Records excerpted from a collection:
** Start **

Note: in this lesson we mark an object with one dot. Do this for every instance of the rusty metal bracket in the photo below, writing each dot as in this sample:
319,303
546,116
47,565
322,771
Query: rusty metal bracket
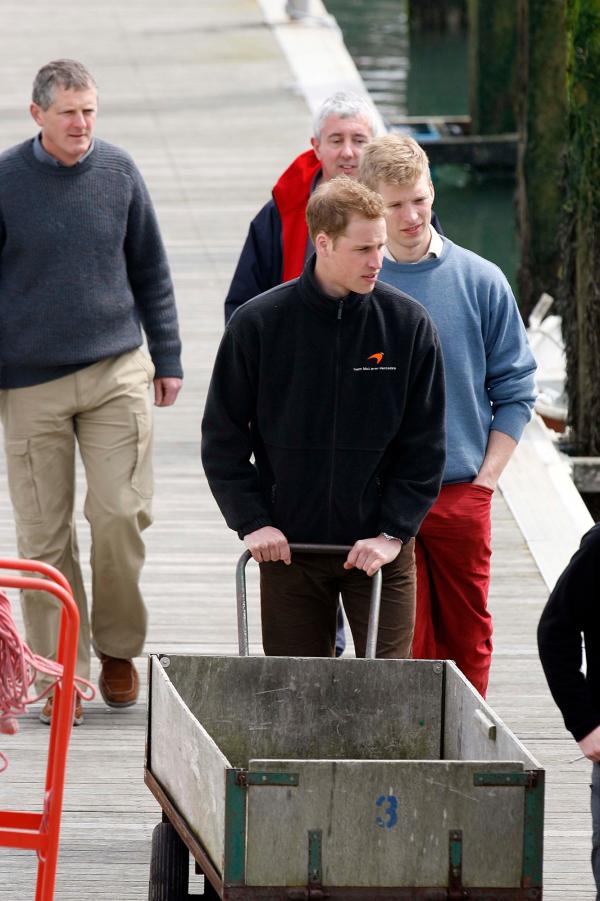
456,890
526,779
283,780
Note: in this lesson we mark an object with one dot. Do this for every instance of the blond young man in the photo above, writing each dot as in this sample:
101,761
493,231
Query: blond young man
333,383
489,390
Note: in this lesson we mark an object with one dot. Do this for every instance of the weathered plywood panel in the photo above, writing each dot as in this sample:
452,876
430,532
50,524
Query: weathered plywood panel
314,708
466,732
188,764
384,823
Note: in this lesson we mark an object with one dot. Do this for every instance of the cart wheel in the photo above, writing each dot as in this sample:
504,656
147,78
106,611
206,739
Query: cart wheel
169,865
210,893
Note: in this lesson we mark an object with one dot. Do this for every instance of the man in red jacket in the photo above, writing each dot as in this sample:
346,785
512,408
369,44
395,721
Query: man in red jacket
278,244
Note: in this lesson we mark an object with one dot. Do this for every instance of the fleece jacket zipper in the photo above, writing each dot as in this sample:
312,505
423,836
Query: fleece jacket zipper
338,342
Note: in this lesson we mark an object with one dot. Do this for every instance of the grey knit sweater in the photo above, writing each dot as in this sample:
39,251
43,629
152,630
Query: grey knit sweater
82,266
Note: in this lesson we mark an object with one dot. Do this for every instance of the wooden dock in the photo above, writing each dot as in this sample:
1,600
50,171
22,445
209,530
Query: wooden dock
203,98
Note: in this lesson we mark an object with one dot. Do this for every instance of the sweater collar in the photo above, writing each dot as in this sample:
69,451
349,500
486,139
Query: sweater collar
326,306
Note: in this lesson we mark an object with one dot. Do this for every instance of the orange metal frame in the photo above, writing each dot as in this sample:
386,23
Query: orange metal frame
40,831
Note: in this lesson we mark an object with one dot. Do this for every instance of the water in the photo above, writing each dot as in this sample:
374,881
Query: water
426,74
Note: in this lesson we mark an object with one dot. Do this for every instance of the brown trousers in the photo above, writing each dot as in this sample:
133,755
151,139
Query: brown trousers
299,605
105,408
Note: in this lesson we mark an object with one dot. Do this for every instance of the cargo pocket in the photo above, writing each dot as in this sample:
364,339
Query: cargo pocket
21,481
142,479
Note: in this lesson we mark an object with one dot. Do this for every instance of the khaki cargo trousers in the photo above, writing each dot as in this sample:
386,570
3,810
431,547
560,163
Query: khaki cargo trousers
106,409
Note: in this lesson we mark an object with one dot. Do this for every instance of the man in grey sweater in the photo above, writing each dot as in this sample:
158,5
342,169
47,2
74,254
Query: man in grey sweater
82,271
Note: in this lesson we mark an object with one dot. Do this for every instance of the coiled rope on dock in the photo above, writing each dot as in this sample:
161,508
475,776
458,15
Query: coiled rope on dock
19,668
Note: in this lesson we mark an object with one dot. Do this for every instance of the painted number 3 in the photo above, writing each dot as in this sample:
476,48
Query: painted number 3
388,805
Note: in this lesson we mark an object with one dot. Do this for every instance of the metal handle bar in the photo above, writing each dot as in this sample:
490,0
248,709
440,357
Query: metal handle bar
242,601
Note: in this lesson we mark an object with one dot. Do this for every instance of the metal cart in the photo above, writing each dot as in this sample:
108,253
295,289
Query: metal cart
302,778
40,831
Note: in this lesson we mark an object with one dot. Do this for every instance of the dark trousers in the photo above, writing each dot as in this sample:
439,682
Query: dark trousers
299,605
596,826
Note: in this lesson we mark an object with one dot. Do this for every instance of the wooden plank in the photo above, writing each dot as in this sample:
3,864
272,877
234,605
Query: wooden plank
202,97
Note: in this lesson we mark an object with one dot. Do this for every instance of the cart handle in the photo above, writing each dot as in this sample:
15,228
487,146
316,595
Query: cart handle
242,602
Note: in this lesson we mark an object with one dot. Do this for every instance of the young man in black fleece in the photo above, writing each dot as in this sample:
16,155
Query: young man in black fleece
573,610
334,383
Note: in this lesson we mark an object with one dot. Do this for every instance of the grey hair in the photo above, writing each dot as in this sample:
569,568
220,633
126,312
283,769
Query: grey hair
63,73
346,105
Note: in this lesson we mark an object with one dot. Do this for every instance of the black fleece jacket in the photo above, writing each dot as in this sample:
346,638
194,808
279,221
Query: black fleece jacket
573,608
341,403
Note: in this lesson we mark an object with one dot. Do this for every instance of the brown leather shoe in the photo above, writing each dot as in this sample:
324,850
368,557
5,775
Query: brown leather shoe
119,683
46,711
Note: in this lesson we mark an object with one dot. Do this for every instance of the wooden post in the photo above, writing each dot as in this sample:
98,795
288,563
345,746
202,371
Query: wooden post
542,122
580,287
493,65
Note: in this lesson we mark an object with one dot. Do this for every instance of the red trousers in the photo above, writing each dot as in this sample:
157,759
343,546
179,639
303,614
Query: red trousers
453,575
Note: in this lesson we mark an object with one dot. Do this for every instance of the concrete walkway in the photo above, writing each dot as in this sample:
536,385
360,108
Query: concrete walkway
201,95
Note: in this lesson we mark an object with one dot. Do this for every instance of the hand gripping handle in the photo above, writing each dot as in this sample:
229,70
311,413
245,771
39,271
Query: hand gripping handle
242,602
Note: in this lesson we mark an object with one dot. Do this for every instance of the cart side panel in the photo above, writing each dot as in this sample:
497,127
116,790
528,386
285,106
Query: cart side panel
277,707
188,765
384,823
472,731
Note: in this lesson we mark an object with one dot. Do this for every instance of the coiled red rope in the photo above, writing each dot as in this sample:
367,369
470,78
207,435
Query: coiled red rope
19,668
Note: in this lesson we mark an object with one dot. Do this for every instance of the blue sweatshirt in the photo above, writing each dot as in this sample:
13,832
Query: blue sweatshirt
488,364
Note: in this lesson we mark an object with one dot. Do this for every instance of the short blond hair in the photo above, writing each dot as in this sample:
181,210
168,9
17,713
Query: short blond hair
334,202
394,159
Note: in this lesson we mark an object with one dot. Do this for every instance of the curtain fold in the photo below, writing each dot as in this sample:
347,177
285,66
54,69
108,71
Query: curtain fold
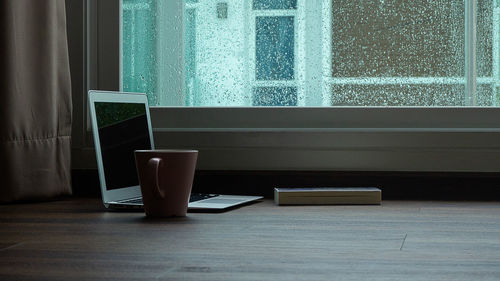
35,100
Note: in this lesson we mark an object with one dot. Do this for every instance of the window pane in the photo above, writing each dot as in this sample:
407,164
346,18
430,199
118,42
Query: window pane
274,50
398,95
398,38
487,52
406,41
274,4
321,53
139,44
275,96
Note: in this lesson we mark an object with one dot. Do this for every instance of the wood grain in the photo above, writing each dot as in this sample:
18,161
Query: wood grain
78,239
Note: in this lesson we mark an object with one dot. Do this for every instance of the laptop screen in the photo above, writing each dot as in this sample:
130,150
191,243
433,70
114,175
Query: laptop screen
123,128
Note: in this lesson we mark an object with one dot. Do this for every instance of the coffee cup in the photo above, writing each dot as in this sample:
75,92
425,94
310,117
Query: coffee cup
166,179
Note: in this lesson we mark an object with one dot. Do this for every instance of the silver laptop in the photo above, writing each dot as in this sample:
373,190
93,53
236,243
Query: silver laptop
121,124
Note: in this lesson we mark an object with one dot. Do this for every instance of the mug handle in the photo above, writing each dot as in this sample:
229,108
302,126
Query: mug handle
154,164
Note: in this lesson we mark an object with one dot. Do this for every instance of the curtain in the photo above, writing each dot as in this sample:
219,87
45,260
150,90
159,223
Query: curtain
35,100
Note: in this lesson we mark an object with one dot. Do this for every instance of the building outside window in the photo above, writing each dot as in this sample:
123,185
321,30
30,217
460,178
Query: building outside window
317,53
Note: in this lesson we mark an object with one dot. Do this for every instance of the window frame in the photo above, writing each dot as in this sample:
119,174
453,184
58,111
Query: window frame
449,139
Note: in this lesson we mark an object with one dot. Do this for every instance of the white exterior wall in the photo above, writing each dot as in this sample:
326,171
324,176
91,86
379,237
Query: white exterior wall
222,54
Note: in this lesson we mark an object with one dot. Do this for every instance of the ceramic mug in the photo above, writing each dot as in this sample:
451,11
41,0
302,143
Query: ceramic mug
166,179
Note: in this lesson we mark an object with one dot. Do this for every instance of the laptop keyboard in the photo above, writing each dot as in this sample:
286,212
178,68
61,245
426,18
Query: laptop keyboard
194,197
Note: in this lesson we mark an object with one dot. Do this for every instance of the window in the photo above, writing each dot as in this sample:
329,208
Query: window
319,53
350,102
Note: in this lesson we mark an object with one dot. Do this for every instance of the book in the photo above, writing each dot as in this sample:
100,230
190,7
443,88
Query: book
328,196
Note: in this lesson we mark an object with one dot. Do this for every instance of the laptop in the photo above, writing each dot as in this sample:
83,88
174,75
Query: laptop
121,124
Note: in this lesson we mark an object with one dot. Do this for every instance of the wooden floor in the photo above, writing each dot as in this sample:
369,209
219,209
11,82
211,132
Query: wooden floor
399,240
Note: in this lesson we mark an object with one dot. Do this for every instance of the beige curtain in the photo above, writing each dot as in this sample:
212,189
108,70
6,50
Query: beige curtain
35,100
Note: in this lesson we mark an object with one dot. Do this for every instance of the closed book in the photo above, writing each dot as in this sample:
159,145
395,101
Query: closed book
328,196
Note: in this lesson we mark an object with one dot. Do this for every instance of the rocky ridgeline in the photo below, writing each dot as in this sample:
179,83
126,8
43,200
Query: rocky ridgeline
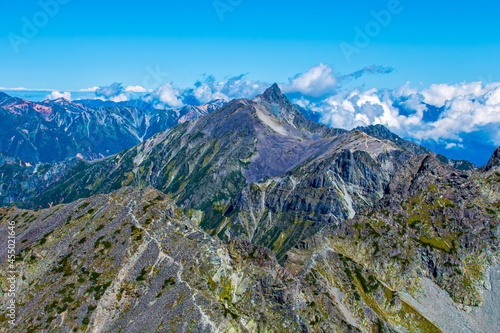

** End **

Set task
Write out exactly the lines from the one containing "the wooden floor" to the last line of the records above, both included, and leave out any pictures.

Expected answer
Note: in this lesson we mark an object with one dot. Do this for every instance of the wooden floor in the photo above, writing each dot as in this sample:
369,209
219,209
11,82
211,132
Query: wooden floor
399,240
Note: in this lesson we mark an object with one dot. Do this for every instance of the beige curtain in the photo above, writing each dot as in this sample:
212,189
108,70
6,50
Query: beige curtain
35,100
Note: in this lesson we mark an object with one dot. Do this for every instance of the closed book in the photo above, writing each dot as in this sample:
159,145
395,101
Query: closed book
328,196
Note: in this lesson we mark an object with one dot. Do this for every instance of the rocky ridgeline in the photo below, writing each dot as in this sample:
179,83
126,8
43,200
Query: rocky ridgeline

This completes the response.